Texto apresentado »
Também é verdade que Francisco e Bento se consideram e estimam mutuamente. Como é do conhecimento público, o Papa em exercício tem-se referido ao predecessor com elevada estima, (chamou-lhe avô e conselheiro) telefona-lhe, visita-o com frequência, convida-o para atos públicos mais significativos, tendo Bento XVI correspondido nalguns casos, e, como revelou Dom Georg Gaenswein em meados de 2014, o Prefeito da Casa Pontifícia, antes de qualquer viagem internacional, Francisco visita Bento XVI, gesto que mostra a boa relação que existe entre ambos e como o atual Pontífice continua, em termos essenciais, a visão do seu antecessor.
Em 14 de fevereiro de 2015, Bento XVI participou na criação de 20 novos cardeais pelo Papa Francisco e, no dia 8 de dezembro daquele ano, foi o primeiro peregrino a cruzar a Porta Santa da Basílica de São Pedro, durante a inauguração do Ano Santo da Misericórdia. Do mesmo modo, em 28 de junho de 2016, Bento XVI pronunciou algumas palavras junto do seu sucessor. Durante os 65 anos de ordenação sacerdotal do Papa Francisco, o Papa Emérito afirmou:
A sua bondade, desde o primeiro momento da eleição, em cada momento da minha vida aqui, me toca, me leva, realmente, interiormente […] Mais do que nos Jardins do Vaticano, com a sua beleza, a Sua bondade é o lugar onde eu moro: Sinto-me protegido.”.

Linhas em bruto »
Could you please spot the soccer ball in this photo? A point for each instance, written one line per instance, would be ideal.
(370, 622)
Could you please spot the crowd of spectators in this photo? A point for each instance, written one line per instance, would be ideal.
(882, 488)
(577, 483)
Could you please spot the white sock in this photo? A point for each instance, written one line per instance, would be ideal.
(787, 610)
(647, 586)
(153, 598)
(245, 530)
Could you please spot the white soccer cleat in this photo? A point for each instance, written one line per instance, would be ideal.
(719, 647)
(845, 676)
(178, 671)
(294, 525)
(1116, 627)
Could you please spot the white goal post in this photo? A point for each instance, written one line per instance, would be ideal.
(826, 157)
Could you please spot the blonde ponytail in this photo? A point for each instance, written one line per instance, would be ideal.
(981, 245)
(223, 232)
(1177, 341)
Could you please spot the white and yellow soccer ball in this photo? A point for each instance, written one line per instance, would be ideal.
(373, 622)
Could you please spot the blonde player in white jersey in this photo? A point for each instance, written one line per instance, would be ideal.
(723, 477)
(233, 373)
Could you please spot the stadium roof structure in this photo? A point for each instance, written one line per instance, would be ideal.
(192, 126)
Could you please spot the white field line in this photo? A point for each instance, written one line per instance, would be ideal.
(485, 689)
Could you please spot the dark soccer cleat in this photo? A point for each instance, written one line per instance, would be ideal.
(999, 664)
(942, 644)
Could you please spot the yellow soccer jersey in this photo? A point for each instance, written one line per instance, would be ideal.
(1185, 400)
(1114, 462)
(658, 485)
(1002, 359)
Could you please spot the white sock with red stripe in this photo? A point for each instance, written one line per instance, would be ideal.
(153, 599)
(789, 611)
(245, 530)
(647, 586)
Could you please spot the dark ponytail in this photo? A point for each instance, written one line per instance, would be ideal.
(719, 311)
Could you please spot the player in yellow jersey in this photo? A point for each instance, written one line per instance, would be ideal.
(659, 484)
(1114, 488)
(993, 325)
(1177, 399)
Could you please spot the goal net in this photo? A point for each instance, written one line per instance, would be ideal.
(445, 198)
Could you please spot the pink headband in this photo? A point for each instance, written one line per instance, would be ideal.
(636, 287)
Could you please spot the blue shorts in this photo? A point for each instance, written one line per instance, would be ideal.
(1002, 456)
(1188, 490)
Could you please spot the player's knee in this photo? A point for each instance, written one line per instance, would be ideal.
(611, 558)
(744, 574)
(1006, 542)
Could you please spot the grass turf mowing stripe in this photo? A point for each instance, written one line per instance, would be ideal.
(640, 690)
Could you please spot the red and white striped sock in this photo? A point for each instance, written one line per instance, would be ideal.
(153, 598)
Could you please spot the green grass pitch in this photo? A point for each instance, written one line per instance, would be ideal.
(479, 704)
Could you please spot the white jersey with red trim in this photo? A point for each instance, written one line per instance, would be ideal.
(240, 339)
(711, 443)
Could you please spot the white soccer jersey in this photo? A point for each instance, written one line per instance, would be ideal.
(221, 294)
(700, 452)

Tarefa 1 » Enumera todos os gestos com que, segundo o texto sobre Francisco e Bento XVI, o Papa Francisco demonstra estima pelo seu predecessor.
Tarefa 2 » Continua o texto sobre Francisco e Bento XVI a partir da sua última frase.

Resposta esperada 1 »
- Refere-se a ele com elevada estima (chamou-lhe avô e conselheiro)
- Telefona-lhe
- Visita-o com frequência
- Convida-o para atos públicos mais significativos
- Visita-o antes de qualquer viagem internacional

Resposta esperada 2 »
Quatro anos após a renúncia de Bento XVI, a 11 de fevereiro de 2017, Federico Lombardi, antigo porta-voz do Vaticano, afirmou que Ratzinger vivia em oração e com muita discrição o serviço de acompanhamento à Igreja e solidariedade com o sucessor. O sacerdote jesuíta, que foi Diretor da Sala de Imprensa durante o pontificado de Bento, frisou que, embora a força física de Ratzinger esteja debilitada pela idade, as forças mentais e espirituais estão perfeitas. E disse:
Realmente é muito bonito ter o Papa Emérito que reza pela Igreja, pelo seu Sucessor. É uma presença que sentimos. Sabemos que ele está presente e, embora não o vejamos com frequência, quando o vemos, todos nós ficamos muito contentes, porque o amamos. Portanto, sentimo-lo como uma presença que nos acompanha, nos consola e nos tranquiliza.”.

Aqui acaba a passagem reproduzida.